## [ACTION ITEM]
Set down all of the records exactly.

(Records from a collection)

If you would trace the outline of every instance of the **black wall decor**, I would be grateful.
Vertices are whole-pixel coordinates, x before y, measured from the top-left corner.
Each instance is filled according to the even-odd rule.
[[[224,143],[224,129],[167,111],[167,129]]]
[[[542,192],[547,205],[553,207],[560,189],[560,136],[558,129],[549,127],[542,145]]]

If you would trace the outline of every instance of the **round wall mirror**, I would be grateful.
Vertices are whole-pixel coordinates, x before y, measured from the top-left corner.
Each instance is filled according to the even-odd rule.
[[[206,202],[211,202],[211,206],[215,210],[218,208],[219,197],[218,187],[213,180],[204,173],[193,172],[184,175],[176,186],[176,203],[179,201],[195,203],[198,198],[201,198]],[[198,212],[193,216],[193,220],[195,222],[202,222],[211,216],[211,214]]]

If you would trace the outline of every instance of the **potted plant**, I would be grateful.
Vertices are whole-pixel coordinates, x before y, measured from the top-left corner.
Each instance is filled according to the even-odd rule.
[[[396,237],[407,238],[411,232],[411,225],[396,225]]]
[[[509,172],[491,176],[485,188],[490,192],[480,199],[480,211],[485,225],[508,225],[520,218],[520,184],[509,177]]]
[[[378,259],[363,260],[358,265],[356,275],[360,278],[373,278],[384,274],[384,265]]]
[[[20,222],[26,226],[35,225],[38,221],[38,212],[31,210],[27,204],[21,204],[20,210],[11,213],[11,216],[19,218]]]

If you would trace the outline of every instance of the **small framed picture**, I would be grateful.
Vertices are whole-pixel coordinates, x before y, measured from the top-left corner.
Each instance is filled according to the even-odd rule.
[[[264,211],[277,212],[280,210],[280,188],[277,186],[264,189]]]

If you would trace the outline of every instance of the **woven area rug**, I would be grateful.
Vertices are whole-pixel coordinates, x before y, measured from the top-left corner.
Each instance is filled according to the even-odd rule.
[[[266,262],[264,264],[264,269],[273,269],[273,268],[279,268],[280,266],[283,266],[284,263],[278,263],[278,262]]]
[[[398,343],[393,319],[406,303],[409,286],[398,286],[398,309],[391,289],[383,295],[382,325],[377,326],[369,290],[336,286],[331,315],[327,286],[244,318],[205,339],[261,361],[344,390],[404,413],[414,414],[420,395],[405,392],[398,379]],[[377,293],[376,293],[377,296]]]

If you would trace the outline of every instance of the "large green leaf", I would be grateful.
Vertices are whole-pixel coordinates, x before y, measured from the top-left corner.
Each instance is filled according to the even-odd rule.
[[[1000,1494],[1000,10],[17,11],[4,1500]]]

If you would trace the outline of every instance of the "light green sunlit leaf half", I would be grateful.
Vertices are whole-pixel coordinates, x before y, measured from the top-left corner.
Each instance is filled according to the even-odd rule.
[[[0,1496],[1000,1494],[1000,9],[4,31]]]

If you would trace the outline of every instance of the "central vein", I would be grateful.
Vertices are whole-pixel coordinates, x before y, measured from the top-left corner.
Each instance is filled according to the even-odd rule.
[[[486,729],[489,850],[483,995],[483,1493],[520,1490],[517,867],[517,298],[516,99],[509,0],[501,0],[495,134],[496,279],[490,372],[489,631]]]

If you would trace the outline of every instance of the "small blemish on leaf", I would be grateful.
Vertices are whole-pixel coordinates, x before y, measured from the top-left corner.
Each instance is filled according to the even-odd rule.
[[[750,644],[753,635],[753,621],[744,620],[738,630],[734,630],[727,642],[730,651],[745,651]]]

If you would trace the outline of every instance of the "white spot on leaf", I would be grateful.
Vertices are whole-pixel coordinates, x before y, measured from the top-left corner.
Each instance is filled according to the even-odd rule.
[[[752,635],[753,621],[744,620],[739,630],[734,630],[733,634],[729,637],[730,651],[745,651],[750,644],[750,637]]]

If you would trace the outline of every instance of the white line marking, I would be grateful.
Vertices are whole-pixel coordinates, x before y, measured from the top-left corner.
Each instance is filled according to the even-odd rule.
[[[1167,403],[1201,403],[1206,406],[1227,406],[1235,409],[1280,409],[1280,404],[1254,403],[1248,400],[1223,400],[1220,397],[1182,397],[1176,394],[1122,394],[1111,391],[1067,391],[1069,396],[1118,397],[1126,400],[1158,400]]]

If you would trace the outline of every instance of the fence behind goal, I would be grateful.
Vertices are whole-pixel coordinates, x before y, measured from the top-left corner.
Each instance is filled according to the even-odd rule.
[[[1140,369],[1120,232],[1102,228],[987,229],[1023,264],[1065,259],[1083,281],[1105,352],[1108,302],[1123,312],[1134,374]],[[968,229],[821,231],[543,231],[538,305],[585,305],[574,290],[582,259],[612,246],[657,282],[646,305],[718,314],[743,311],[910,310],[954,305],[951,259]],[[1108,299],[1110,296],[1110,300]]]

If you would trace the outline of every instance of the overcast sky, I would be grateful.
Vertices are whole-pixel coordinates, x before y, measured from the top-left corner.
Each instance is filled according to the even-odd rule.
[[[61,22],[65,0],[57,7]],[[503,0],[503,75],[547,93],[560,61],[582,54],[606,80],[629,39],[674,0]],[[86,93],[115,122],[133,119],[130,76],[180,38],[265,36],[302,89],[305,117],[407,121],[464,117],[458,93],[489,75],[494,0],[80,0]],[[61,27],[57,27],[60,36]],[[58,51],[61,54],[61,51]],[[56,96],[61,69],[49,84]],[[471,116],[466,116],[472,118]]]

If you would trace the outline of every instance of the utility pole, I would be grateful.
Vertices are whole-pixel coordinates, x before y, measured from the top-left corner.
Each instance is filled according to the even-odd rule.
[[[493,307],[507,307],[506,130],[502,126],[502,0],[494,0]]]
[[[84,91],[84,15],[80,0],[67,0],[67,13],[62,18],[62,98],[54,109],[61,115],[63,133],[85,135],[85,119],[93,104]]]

## [EXERCISE OUTPUT]
If you would trace the outline of every instance of the **black wall decor**, I would be grateful.
Vertices are whole-pixel coordinates, x before y, measured from the top-left corner.
Each instance is filled according to the even-odd rule.
[[[224,143],[224,129],[167,111],[167,129]]]
[[[542,192],[547,205],[553,207],[560,189],[560,136],[558,129],[549,127],[542,145]]]

If you would trace the outline of every instance of the **round wall mirror**, I would be grateful.
Vertices are whole-pixel coordinates, x before y, measured from the top-left corner.
Each instance is filled according to the even-odd rule.
[[[206,202],[211,202],[211,206],[215,210],[218,208],[219,197],[218,187],[213,180],[204,173],[193,172],[184,175],[176,186],[176,203],[179,201],[195,203],[198,198],[201,198]],[[198,212],[193,216],[193,220],[195,222],[202,222],[211,216],[211,214]]]

If you would trace the outline of every instance of the **potted plant**, I would be grateful.
Vertices are whole-pixel coordinates, x before y, measured from the top-left corner.
Each instance is filled according to the even-odd rule.
[[[396,237],[407,238],[411,232],[411,225],[396,225]]]
[[[509,172],[491,176],[485,188],[490,192],[480,199],[480,211],[485,225],[508,225],[520,218],[520,184],[509,177]]]
[[[378,259],[363,260],[358,265],[356,275],[360,278],[373,278],[384,274],[384,265]]]
[[[20,222],[26,226],[35,225],[38,221],[38,212],[31,210],[27,204],[21,204],[20,210],[11,213],[11,216],[19,218]]]

If you would trace the outline of every instance of the **small framed picture**, I would be grateful.
Vertices are whole-pixel coordinates, x before y, measured from the top-left corner.
Each instance is filled according to the even-odd rule.
[[[264,211],[277,212],[280,210],[280,188],[277,186],[264,189]]]

If you would trace the outline of every instance of the **woven area rug**, I would be grateful.
Vertices are whole-pixel coordinates, x before y, measured from the top-left corner.
Each instance is filled according to the even-odd rule.
[[[266,262],[264,264],[264,269],[273,269],[273,268],[279,268],[280,266],[283,266],[284,263],[278,263],[278,262]]]
[[[398,343],[393,319],[406,303],[409,286],[398,286],[398,309],[391,289],[383,295],[382,325],[377,326],[369,290],[336,286],[331,315],[327,286],[244,318],[205,339],[261,361],[344,390],[404,413],[414,414],[420,395],[405,392],[398,379]],[[377,293],[376,293],[377,296]]]

If you would trace the outline of every instance of the "large green leaf", I would be grateful.
Vertices are whole-pixel coordinates, x before y, measured from the top-left corner.
Each instance is filled according to the even-odd rule.
[[[1000,1494],[1000,10],[17,11],[4,1500]]]

If you would trace the outline of every instance of the "light green sunlit leaf half", I would be grateful.
Vertices are whole-pixel coordinates, x before y, measured from the top-left corner.
Each instance is filled according to the even-odd rule.
[[[0,1496],[1000,1494],[1000,9],[4,31]]]

If you would trace the outline of every instance of the "central vein", I would be grateful.
Vertices are whole-pixel coordinates, x before y, measured from the top-left corner.
Each instance is filled according to the even-odd rule.
[[[486,729],[489,850],[483,995],[483,1493],[520,1490],[517,867],[517,298],[516,99],[509,0],[501,0],[495,134],[496,279],[490,372],[489,631]]]

If you would trace the outline of every instance of the "small blemish on leaf", I would be grateful.
Vertices are whole-pixel coordinates, x before y, measured from the top-left corner.
Each instance is filled according to the even-odd rule.
[[[750,644],[753,635],[753,621],[744,620],[738,630],[734,630],[727,642],[730,651],[745,651]]]

If you would trace the outline of every instance of the "white spot on leaf", I would be grateful.
Vertices are whole-pixel coordinates, x before y, measured from the top-left corner.
Each instance is filled according to the even-odd rule.
[[[752,635],[753,621],[744,620],[739,630],[734,630],[733,634],[729,637],[730,651],[745,651],[750,644],[750,637]]]

If you would trace the outline of every instance of the white line marking, I would be grateful.
Vertices are whole-pixel coordinates, x before y, measured from the top-left corner.
Each instance is filled according to the even-odd rule.
[[[1167,403],[1201,403],[1206,406],[1227,406],[1235,409],[1280,409],[1280,404],[1254,403],[1248,400],[1223,400],[1220,397],[1182,397],[1176,394],[1122,394],[1111,391],[1067,391],[1069,396],[1118,397],[1126,400],[1158,400]]]

If you would trace the outline of every instance of the fence behind goal, I would be grateful.
Vertices are whole-pixel coordinates, x before y, measured from the top-left corner.
Each instance is filled according to the even-odd rule.
[[[1140,369],[1120,232],[1102,228],[987,229],[1023,264],[1065,259],[1083,281],[1105,352],[1108,302],[1123,312],[1134,374]],[[968,229],[821,231],[543,231],[538,305],[585,305],[574,290],[582,259],[612,246],[657,282],[646,305],[718,314],[743,311],[910,310],[954,305],[951,259]],[[1108,299],[1110,296],[1110,300]]]

If you would trace the outline of every instance of the overcast sky, I would be grateful.
Vertices are whole-pixel coordinates, x before y, measured from the top-left corner.
Each instance is filled according to the even-odd rule.
[[[61,22],[65,0],[57,7]],[[503,0],[503,75],[547,93],[560,61],[582,54],[606,80],[629,39],[674,0]],[[86,93],[115,122],[133,119],[130,76],[180,38],[265,36],[302,89],[305,117],[407,121],[464,117],[458,93],[489,75],[494,0],[80,0]],[[61,27],[57,27],[60,36]],[[58,51],[61,54],[61,51]],[[56,96],[61,69],[49,84]],[[471,116],[466,116],[472,118]]]

If you would trace the outline of every instance of the utility pole, I would be grateful.
Vertices are whole-pixel coordinates, x before y, measured from the top-left corner.
Each instance is filled according to the even-odd rule.
[[[493,307],[507,307],[506,130],[502,126],[502,0],[494,0]]]
[[[84,91],[84,15],[80,0],[67,0],[67,13],[62,18],[62,98],[54,109],[61,115],[63,133],[85,135],[85,119],[93,104]]]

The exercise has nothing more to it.